-- INPUT DATA follows --

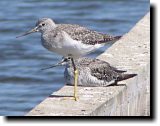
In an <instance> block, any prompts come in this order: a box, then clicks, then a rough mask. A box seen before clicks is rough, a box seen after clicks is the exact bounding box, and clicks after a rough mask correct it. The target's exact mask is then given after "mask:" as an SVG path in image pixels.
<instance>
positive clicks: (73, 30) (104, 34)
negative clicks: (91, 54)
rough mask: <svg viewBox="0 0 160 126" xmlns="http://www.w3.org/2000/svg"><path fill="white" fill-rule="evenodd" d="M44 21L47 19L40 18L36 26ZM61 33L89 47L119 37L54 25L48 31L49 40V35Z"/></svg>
mask: <svg viewBox="0 0 160 126" xmlns="http://www.w3.org/2000/svg"><path fill="white" fill-rule="evenodd" d="M45 20H47V18H42V19H40V20H38V21H37V23H36V25H38V24H40V23H41V22H44V21H45ZM62 31H64V32H66V33H67V34H68V35H69V36H70V37H71V38H72V39H74V40H77V41H82V42H83V43H84V44H89V45H95V44H101V43H107V42H111V41H116V40H118V39H120V37H121V36H111V35H108V34H103V33H100V32H97V31H94V30H90V29H88V28H86V27H83V26H80V25H76V24H56V27H55V28H54V29H51V30H49V32H50V33H48V34H50V35H49V36H50V38H51V35H52V38H53V37H56V36H57V35H58V34H61V32H62Z"/></svg>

-- INPUT DATA concluded --

ASSIGNMENT ::
Reproduce the material from its beginning through the line containing "rough mask: <svg", both ends included, and leave the pictures out.

TASK SOLUTION ::
In an <instance> block, any prompts come in this order: a box, then clicks, then a rough mask. A box seen before clicks is rough, a box seen after clicks is the exact bounding box, and clicks after a rough mask correct it. The target's exact mask is then given after "mask:" as an SVG path in image pixels.
<instance>
positive clicks: (73, 30) (104, 34)
negative clicks: (91, 54)
rough mask: <svg viewBox="0 0 160 126" xmlns="http://www.w3.org/2000/svg"><path fill="white" fill-rule="evenodd" d="M44 21L47 19L40 18L36 26ZM61 33L89 47L119 37L54 25L48 31L49 40V35Z"/></svg>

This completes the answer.